* _Provided text_
• • • • • • •
In response to a governmental need for a stable “green” alternative to the popular propellant hydrazine, Utah State University researchers developed a hybrid rocket motor using fused deposition modeling.
Toxicity and the risk of explosion contribute to the high cost of producing, operating and transporting propellants currently used for small satellite guidance in space. Developing a non-toxic, stable, “green” alternative for hydrazine, the most commonly used in-space propellant, is a highly sought-after solution for governmental agencies.
While hybrid rocket motors are a solution due to their well-known safety and handling advantages, hybrid rocket motors aren’t widely used because they produce unacceptably high oxidizer-to-fuel ratios, which erodes fuel grains and nozzles. They are also difficult to restart, making pyrotechnics a necessity.
Researchers at Utah State developed a hybrid rocket motor using fused deposition modeling, a type of 3D additive manufacturing. In this process, the solid grain of the hybrid motor is created by successive plastic layers that can be 3D printed into ports of almost any shape, including one with a helical bore that reduces oxidizer-to-fuel ratios, modifies burn properties and increases overall combustion efficiency. The motor can also be stopped and restarted using arc ignition processes rather than pyrotechnics.
In the manufacture of non-toxic rocket motors, workers no longer need to wear hazmat suits. In use, the green rocket developed at Utah State improves combustion and oxidizer-to-fuel ratios while potentially reducing operating costs.
Utah State’s green rocket can be used for small satellites owned by both governmental and commercial entities.
• • • • • • •
* _Required actions_
• A. According to the green rocket text, what does the motor use instead of pyrotechnics to stop and restart?
• B. Reproduce word for word the part of the green rocket text between "In response to" and "fused deposition modeling.", inclusive.
The records have nothing to do with the green rocket text.
• • • • • • •
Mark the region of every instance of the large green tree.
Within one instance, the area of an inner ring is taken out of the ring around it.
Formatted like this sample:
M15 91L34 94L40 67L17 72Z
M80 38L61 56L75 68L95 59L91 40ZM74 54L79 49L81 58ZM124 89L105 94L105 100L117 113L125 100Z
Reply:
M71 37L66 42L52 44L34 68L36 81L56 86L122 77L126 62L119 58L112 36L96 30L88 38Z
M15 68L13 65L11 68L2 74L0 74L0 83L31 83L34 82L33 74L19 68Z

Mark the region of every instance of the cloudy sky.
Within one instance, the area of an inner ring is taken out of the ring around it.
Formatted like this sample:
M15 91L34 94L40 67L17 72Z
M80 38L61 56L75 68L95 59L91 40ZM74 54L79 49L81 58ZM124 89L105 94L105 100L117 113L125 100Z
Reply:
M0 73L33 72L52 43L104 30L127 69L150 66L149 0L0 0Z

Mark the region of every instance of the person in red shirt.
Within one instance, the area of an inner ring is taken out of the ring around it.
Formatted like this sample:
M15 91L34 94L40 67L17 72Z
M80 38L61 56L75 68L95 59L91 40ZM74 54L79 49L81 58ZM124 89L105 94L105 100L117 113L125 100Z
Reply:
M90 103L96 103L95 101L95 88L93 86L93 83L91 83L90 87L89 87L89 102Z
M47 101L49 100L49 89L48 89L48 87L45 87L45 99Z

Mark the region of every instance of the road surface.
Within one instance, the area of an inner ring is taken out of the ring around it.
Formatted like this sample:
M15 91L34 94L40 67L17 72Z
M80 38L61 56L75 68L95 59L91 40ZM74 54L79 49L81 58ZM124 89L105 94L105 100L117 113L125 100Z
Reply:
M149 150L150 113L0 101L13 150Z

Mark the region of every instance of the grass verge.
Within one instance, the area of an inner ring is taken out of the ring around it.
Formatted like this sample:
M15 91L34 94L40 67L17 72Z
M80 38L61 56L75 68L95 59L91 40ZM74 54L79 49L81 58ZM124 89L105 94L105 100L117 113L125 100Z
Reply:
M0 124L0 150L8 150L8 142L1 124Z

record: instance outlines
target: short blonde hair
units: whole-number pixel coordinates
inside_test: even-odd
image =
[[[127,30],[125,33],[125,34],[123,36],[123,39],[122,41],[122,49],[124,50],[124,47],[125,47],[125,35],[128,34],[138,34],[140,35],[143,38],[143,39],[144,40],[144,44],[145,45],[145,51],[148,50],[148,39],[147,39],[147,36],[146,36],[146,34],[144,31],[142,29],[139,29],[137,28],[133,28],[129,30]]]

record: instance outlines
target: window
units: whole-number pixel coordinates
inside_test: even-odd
• • • • • • •
* _Task solutions_
• A. Arc ignition processes.

• B.
In response to a governmental need for a stable “green” alternative to the popular propellant hydrazine, Utah State University researchers developed a hybrid rocket motor using fused deposition modeling.